- _Complete the following_:
A: Decide whether each statement agrees with the SQL insert parameters text, answering yes or no and quoting the deciding words: (i) the commit parameter defaults to 1000; (ii) the class detects the database engine and applies its quoting style; (iii) the create_table parameter defaults to True.
B: Write the next part of the SQL insert parameters text, picking up after its final sentence.

- _Reading text_:
______
The connection parameter must be given an active database connection object (presumably belonging to the module passed to db_module).

The table parameter is the final mandatory parameter which names the table that values are to be inserted into. If the table name requires quoting in the target SQL dialect, you should include such quoting in the table value (this class does not try and discern what database engine you are connecting to and thus has no idea about non-standard quoting styles like `MySQL` or [MS-SQL]).

The insert parameter controls how many rows are inserted in a single INSERT statement. If this is set to a value greater than 1 (the default), then the write() method will buffer rows until the count is reached and attempt to insert all rows at once.

New in version 0.2.

Warning

This is a relatively risky option. If an error occurs while inserting one of the rows in a multi-row insert, then normally all rows in the buffer will fail to be inserted, but you will not be able to determine (in your script) which row caused the failure, or which rows should be re-attempted.

In other words, only use this if you are certain that failures cannot occur during insertion (e.g. if the target table has no constraints, no primary/unique keys, and no triggers which might signal failure).

The commit parameter controls how often a COMMIT statement is executed when inserting rows. By default, this is 1000 which is usually sufficient to provide decent performance but may (in certain database engines with fixed size transaction logs) cause errors, in which case you may wish to specify a lower value. This parameter must be a multiple of the value of the insert parameter (otherwise, the COMMIT statement will not be run reliably).

If the create_table parameter is set to True (it defaults to False), when the write() method is first called, the class will determine column names and types from the row passed in and will attempt to generate and execute a CREATE TABLE statement to set up the target table automatically. The database types that are used in the CREATE TABLE statement are controlled by other optional parameters and are documented in the table below:

Parameter Default Value (SQL)
str_type VARCHAR(1000) - typically used for URL fields.
int_type INTEGER - used for fields like status and size. If your server is serving large binaries you may wish to use a 64-bit type like BIGINT here instead.
fixed_type DOUBLE - used for fields like time_taken. Some users may wish to change this an appropriate NUMERIC or DECIMAL specification for precision.
bool_type SMALLINT - used for any boolean values in the input (0 for False, 1 for True)
______
[Stored data]
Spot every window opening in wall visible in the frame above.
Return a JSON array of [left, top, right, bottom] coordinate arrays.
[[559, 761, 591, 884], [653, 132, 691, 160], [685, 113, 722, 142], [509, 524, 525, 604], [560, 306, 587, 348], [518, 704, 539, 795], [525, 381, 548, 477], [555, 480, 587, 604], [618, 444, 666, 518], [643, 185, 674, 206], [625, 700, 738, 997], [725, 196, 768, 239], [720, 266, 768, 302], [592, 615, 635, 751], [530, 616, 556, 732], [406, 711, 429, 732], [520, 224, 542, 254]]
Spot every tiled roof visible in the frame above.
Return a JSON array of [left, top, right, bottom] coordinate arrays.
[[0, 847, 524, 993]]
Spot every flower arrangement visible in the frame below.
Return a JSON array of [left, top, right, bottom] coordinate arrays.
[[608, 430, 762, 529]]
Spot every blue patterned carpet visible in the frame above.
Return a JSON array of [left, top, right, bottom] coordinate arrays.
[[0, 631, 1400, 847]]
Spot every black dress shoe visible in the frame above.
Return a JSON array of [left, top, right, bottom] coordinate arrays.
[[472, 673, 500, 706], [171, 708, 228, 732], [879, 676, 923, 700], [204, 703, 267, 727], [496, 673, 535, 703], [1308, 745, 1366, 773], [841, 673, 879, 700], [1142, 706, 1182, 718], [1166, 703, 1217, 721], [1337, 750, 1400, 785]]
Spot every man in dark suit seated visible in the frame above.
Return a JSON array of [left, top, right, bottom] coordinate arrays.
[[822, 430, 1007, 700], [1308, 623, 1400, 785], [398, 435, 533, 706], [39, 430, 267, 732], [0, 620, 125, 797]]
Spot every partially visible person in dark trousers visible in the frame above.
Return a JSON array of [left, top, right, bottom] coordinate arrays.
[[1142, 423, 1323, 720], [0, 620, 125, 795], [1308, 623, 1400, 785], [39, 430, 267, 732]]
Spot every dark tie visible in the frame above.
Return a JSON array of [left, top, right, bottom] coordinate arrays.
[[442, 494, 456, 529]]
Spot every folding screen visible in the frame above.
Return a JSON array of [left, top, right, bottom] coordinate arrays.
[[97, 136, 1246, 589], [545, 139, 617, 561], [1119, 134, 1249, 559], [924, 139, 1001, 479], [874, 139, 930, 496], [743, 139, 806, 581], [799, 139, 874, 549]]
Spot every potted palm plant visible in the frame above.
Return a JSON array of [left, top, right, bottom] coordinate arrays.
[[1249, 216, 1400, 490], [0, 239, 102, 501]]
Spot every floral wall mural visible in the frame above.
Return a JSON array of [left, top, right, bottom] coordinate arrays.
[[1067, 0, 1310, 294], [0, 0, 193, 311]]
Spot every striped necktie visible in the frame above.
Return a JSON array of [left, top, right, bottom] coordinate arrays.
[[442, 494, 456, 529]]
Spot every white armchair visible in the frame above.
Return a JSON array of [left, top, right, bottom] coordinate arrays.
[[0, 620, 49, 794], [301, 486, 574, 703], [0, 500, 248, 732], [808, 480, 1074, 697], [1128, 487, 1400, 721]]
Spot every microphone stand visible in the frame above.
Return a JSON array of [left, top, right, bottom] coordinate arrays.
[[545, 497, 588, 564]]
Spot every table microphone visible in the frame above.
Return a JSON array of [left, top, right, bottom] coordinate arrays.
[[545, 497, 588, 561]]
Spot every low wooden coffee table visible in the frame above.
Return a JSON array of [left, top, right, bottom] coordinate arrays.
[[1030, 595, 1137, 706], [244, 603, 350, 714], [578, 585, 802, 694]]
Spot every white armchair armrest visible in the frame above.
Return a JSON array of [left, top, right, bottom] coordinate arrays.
______
- _Exercise answers_:
A:
(i) Yes: "By default, this is 1000"
(ii) No: "this class does not try and discern what database engine you are connecting to"
(iii) No: "(it defaults to False)"

B:
date_type DATE
time_type TIME
datetime_type TIMESTAMP - MS-SQL users will likely wish to change this to DATETIME or SMALLDATETIME. MySQL users may wish to change this to DATETIME, although TIMESTAMP is technically also supported (albeit with functional differences).
ip_type VARCHAR(53) - this is sufficient for storing all possible IP address and port combinations up and including an IPv6 v4-mapped address. If you are certain you will only need IPv4 support you may wish to use a length of 21 (with port) or 15 (no port). PostgreSQL users may wish to use the special inet type instead as this is much more efficient but cannot store port information.
hostname_type VARCHAR(255)
path_type VARCHAR(260)

If the drop_table parameter is set to True (it defaults to False), the wrapper will first attempt to use DROP TABLE to destroy any existing table before attempting CREATE TABLE. If ignore_drop_errors is True (which it is by default) then any errors encountered during the drop operation (e.g. if the table does not exist) will be ignored.

commit

The number of rows which the class will attempt to write before performing a COMMIT. It is strongly recommended to set this to a reasonably large number (e.g. 1000) to ensure decent INSERT performance

insert

The number of rows which the class will attempt to insert with each INSERT statement. The commit parameter must be a multiple of this value.

New in version 0.2.

count

Returns the number of rows successfully written to the database so far

create_table

If True, the class will attempt to create the target table during the first call to the write() method

drop_table

If True, the class will attempt to unconditionally drop any existing target table during the first call to the write() method

ignore_drop_errors

If True, and drop_table is True, any errors encountered during the DROP TABLE operation will be ignored (typically useful when you are not sure the target table exists or not)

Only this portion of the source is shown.